>> START MATERIAL TO PROCESS

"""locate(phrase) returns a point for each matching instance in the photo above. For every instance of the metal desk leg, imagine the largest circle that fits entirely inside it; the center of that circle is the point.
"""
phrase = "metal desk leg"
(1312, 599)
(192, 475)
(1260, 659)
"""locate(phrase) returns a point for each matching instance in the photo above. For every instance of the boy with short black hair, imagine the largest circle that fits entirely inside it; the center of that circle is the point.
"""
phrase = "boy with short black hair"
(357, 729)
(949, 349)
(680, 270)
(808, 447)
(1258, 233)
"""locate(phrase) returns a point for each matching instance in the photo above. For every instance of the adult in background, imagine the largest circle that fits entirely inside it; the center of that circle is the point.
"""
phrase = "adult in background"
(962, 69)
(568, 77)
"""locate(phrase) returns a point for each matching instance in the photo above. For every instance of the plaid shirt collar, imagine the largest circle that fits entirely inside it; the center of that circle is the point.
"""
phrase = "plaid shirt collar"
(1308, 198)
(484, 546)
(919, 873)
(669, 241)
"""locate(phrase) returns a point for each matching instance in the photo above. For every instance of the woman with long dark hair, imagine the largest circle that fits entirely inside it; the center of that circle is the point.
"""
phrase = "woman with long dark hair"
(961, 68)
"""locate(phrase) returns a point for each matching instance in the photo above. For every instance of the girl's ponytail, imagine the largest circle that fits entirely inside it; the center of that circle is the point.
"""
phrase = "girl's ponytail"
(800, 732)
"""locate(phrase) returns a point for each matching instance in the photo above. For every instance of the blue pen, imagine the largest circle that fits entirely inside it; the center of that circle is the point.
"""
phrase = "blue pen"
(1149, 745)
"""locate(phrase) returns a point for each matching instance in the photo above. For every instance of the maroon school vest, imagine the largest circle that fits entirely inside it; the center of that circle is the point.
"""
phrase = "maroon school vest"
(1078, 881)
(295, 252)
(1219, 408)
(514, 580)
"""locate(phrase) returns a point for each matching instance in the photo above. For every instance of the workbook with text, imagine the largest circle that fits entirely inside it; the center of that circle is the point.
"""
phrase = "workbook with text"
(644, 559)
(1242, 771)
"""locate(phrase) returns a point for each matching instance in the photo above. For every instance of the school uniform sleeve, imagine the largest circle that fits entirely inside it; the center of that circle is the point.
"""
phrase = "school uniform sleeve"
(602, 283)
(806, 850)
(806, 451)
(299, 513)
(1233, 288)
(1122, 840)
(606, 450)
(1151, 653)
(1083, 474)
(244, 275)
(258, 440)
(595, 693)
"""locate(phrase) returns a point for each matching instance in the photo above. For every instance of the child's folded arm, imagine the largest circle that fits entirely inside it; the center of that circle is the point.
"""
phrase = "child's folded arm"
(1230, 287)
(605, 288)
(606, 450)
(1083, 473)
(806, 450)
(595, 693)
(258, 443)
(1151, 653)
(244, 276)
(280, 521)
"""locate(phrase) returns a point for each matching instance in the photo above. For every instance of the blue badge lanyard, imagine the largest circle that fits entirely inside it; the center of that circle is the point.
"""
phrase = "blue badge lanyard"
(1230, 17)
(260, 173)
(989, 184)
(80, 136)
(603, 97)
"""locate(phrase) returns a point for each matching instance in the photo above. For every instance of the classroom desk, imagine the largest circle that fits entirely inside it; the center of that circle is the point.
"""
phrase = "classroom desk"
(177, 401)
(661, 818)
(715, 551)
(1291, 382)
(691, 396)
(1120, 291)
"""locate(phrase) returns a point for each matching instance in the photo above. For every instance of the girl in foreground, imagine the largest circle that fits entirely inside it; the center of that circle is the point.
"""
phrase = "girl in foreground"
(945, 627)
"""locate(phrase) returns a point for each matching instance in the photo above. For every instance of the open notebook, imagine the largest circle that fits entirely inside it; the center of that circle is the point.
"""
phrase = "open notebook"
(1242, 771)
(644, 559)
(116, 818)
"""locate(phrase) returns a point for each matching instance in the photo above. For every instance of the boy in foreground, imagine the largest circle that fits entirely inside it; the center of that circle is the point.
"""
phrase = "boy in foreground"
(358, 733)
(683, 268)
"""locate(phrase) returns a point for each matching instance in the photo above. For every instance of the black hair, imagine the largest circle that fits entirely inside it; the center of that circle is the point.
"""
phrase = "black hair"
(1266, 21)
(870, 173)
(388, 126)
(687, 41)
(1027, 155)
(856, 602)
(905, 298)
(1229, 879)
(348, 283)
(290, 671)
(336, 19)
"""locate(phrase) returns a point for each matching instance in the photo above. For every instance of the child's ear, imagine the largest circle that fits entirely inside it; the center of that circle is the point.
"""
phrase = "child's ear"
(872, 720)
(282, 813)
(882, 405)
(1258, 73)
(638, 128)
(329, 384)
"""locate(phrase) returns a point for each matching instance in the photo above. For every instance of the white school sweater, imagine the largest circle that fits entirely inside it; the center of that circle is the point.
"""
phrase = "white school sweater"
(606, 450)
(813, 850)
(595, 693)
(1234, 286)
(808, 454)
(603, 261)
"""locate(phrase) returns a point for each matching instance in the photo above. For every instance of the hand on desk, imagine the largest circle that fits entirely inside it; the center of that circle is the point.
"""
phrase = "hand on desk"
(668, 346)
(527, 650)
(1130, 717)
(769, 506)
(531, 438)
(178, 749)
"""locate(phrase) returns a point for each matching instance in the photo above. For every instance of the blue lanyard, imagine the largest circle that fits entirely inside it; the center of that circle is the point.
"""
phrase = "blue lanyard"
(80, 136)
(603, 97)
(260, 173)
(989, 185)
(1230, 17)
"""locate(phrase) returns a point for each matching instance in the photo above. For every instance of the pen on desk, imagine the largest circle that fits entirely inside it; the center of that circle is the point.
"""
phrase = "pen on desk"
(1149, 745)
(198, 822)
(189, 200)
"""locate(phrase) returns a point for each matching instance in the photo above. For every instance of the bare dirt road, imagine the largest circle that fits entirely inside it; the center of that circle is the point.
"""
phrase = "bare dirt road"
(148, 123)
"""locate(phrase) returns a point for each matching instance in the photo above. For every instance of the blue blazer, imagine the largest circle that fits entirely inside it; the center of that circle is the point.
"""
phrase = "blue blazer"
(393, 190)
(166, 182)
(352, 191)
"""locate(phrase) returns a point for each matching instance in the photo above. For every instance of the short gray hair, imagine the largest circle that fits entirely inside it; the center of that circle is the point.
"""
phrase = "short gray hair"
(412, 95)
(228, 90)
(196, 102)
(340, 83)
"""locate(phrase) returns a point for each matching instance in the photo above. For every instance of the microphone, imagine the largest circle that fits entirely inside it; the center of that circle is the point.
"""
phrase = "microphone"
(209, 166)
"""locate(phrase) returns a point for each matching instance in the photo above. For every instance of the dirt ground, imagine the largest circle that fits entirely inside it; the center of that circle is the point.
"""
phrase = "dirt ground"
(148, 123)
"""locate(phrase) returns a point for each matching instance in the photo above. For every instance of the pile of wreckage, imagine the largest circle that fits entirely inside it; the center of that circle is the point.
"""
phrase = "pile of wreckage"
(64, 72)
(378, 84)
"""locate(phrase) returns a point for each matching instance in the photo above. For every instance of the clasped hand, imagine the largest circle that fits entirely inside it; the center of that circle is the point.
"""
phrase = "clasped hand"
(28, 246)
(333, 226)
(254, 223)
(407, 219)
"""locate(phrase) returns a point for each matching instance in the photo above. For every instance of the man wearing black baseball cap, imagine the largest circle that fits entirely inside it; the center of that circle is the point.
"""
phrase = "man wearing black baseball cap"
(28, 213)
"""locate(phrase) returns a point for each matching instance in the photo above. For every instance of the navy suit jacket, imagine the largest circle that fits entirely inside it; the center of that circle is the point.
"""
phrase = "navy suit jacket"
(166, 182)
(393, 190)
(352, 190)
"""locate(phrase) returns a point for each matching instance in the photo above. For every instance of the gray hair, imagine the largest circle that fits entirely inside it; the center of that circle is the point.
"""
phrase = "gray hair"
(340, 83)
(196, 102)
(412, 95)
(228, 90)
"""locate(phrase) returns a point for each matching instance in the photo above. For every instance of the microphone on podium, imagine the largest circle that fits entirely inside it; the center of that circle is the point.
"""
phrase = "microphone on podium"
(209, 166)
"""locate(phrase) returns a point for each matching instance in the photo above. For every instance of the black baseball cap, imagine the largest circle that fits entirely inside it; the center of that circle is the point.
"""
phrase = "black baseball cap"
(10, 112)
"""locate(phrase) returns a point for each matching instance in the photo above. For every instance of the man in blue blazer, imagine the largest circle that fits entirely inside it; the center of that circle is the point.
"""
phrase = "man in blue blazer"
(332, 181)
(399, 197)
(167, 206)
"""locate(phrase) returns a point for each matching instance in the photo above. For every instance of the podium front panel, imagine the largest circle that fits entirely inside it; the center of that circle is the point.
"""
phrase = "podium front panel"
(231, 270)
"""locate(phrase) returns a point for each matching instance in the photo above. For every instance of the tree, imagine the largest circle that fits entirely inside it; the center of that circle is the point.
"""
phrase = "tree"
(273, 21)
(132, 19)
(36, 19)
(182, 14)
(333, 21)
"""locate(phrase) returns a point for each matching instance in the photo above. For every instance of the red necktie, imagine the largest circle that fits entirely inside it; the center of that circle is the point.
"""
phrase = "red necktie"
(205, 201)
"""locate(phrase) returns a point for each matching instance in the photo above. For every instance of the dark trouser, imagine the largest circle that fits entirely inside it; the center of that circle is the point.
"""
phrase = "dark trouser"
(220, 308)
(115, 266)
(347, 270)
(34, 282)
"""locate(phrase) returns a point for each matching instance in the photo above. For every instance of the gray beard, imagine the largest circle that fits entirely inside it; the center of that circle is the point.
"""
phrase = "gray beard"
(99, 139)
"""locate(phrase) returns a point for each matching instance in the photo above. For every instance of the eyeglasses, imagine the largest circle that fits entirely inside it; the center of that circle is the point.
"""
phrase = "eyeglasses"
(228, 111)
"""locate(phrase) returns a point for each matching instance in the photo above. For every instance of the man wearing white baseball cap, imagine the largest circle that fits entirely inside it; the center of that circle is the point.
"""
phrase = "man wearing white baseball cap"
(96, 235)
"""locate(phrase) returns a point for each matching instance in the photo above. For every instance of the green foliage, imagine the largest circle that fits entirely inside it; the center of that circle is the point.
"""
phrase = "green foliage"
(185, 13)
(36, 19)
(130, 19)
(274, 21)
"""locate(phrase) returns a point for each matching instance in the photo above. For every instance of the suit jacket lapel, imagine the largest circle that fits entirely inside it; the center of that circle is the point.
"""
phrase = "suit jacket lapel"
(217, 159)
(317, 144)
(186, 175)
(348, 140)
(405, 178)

>> END MATERIAL TO PROCESS

PROBLEM DETAILS: Reproduce the listing word for word, starting at its first line and ending at the line that contains "(1258, 233)", with both of those lines included.

RESULT OF THE TASK:
"""locate(phrase) returns a point for each matching instance in the photo above. For every instance of the metal desk leg, imagine the largest circle that fits entirely inside it; the center of that circle is the point.
"""
phrase = "metal desk leg"
(1312, 599)
(192, 475)
(1260, 659)
"""locate(phrase) returns a point for each matching instance in the photo above. For every instance of the boy with short black hair, imagine the largest circle that fits entirely inside it; the center of that circle is the point.
"""
phrase = "boy with short black hair"
(357, 729)
(949, 349)
(680, 270)
(808, 447)
(1258, 233)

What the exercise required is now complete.